* Source:
☆ ☆ ☆ ☆

Yet, when it comes to males... although I know the principals are the same, until recently I've never experienced or had close association with men who consciously played with gender. I was speaking with a friend once about it. I told him that I was worried, not about raising a "sissy-boy" as he suggested, but about raising a boy who didn't know how to move through the world of gender with confidence and grace. Our donor has what I would call a fluid gender expression, and I know that he would be an invaluable resource for us, but still I was worried. I worry that I won't know how to guide a boy through the repercussions of gender backlash. I worry that I won't be able to handle the consequences of putting my boy in a salmon dress. I can handle a stranger thinking my girl is a boy, can I handle that same stranger thinking my boy is a girl?

☆ ☆ ☆ ☆

* What is asked:
- a) In the passage on raising a boy, reproduce the part that opens with the words containing "Yet, when it" and closes with "boy is a girl?".
- b) Name every worry the writer of the passage on raising a boy states as their own.
- c) Write the next part of the passage on raising a boy, picking up after its final sentence.
The items that come after this passage are not needed for anything here.

* Data extract:
☆ ☆ ☆ ☆

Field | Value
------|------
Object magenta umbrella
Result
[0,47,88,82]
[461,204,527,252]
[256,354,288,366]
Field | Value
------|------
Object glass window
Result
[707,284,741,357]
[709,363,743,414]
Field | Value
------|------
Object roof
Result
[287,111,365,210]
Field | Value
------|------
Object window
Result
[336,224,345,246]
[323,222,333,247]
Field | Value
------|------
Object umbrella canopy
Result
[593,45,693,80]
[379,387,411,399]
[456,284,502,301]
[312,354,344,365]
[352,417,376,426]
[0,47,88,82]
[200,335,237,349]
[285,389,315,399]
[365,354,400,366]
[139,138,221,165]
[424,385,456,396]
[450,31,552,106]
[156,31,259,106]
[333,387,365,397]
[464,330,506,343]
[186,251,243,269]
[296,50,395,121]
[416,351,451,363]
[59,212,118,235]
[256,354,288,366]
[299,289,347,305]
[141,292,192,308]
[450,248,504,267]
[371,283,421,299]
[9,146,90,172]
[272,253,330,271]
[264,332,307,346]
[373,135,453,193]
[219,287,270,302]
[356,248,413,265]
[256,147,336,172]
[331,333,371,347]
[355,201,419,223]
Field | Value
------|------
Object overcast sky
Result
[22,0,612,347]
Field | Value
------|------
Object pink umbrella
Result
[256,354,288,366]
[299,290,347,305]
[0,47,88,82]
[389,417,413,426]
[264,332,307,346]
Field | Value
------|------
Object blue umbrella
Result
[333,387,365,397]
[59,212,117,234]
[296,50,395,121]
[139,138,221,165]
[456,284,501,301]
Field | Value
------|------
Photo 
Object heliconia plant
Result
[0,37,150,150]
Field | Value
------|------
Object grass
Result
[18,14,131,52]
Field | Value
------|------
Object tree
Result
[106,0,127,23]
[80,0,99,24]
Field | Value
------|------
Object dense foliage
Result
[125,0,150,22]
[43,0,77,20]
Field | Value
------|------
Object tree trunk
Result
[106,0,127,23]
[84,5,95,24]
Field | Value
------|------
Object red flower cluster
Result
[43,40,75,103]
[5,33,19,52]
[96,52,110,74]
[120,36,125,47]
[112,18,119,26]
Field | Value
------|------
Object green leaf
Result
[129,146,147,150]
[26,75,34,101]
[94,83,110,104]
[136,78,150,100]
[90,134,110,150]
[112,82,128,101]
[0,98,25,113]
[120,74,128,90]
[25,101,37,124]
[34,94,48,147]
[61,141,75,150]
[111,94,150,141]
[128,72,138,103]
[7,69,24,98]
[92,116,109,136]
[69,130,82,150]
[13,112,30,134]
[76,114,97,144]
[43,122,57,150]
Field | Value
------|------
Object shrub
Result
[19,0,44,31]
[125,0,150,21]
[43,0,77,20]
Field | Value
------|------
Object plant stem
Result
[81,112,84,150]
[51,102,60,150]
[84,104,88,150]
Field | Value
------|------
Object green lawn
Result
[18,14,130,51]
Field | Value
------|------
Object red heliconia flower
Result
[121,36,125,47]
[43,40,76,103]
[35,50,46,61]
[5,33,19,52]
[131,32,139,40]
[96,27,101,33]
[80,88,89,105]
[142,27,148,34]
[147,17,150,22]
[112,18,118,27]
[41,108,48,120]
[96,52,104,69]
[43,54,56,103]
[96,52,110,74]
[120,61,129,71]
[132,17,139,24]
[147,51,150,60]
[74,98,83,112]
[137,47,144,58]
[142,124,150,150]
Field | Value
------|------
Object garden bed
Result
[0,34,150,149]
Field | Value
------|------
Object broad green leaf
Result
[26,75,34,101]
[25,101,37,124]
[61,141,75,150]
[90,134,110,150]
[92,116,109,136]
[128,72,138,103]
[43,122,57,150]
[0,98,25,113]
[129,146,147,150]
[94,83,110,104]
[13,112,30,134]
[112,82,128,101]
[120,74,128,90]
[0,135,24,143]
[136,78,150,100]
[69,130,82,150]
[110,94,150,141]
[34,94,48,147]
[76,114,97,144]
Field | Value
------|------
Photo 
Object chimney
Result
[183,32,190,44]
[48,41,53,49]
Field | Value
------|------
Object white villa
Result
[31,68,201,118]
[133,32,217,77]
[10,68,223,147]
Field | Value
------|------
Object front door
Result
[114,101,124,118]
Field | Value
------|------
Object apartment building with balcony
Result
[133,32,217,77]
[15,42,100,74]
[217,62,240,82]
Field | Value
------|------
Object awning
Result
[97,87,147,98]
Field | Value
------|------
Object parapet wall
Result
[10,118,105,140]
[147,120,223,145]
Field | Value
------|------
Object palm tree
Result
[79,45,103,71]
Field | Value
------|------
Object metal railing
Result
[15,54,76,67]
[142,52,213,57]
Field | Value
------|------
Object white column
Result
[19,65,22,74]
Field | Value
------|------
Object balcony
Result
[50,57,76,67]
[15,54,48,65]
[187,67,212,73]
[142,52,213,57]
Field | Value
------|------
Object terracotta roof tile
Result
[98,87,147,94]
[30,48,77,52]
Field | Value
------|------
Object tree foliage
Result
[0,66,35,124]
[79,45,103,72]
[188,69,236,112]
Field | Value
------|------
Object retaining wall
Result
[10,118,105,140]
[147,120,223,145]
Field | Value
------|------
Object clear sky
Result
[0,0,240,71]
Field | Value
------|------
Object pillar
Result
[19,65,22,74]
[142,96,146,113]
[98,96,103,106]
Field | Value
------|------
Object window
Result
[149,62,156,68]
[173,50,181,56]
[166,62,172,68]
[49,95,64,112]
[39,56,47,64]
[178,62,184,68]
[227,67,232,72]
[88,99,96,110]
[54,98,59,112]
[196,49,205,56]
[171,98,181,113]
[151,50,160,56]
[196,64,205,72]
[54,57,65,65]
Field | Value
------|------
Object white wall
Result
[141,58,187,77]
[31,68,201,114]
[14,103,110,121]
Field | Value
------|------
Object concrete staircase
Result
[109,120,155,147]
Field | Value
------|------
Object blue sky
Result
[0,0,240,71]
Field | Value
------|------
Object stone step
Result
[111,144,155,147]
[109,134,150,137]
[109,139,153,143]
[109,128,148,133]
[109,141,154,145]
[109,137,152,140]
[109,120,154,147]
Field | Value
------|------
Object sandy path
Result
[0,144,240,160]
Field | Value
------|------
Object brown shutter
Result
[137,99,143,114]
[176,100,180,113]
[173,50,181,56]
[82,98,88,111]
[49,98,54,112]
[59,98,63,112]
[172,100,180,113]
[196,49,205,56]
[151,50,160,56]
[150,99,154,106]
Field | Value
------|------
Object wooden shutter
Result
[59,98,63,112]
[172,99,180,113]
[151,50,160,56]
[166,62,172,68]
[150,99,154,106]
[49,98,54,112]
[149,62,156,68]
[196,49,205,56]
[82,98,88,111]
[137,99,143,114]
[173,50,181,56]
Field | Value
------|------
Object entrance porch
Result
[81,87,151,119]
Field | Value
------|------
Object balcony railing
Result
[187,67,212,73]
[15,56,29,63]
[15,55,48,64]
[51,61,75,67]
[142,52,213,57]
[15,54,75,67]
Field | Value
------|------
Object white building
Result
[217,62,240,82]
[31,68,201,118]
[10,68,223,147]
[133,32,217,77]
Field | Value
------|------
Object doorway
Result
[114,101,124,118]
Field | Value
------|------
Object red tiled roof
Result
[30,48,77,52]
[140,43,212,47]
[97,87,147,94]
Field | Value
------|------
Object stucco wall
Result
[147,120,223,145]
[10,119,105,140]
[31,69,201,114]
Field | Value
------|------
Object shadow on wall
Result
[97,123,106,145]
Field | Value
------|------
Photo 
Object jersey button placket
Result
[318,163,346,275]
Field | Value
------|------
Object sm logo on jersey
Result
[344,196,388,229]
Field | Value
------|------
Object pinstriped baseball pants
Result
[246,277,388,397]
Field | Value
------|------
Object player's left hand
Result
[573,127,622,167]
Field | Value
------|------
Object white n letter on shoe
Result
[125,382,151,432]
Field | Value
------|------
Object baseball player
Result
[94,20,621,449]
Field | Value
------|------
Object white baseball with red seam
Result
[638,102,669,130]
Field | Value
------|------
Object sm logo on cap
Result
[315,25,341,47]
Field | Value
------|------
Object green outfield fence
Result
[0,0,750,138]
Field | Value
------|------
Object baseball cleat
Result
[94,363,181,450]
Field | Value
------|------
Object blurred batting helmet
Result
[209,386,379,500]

☆ ☆ ☆ ☆

* Exercise answers:
- a)
Yet, when it comes to males... although I know the principals are the same, until recently I've never experienced or had close association with men who consciously played with gender. I was speaking with a friend once about it. I told him that I was worried, not about raising a "sissy-boy" as he suggested, but about raising a boy who didn't know how to move through the world of gender with confidence and grace. Our donor has what I would call a fluid gender expression, and I know that he would be an invaluable resource for us, but still I was worried. I worry that I won't know how to guide a boy through the repercussions of gender backlash. I worry that I won't be able to handle the consequences of putting my boy in a salmon dress. I can handle a stranger thinking my girl is a boy, can I handle that same stranger thinking my boy is a girl?

- b)
- Raising a boy who didn't know how to move through the world of gender with confidence and grace
- Not knowing how to guide a boy through the repercussions of gender backlash
- Not being able to handle the consequences of putting their boy in a salmon dress

- c)
People sometimes express surprise that Julia wears pink and little dresses. Before our showers, we told people emphatically that we didn't want pink. We were hoping to avoid a deluge of insipid, frilly, Disney treacle. It didn't work. The people who honored our request were the people who wouldn't have given that stuff anyway. So we ended up with pink things -- most of which we returned. But pink is just a color, and it's a pretty one. So Julia wears it. We choose to make her wardrobe choices just that -- choices. What can she move in? What is she comfortable in? What is easy to wash? What looks good on her? We relaxed our stance on pink because not to do so would be taking an element of choice and turning it into a reflex. It wouldn't be bending gender to use, it would be rigidly enforcing gender rules through avoidance.
So, now as we consider adding another child to our family, it's occurred to me that I wouldn't be devastated to find myself pregnant with a boy. I only hope that we'll be able to make our clothing choices on his behalf true choices and not just knee-jerk reactions.
Although, I do have to you, we're not putting him in blue.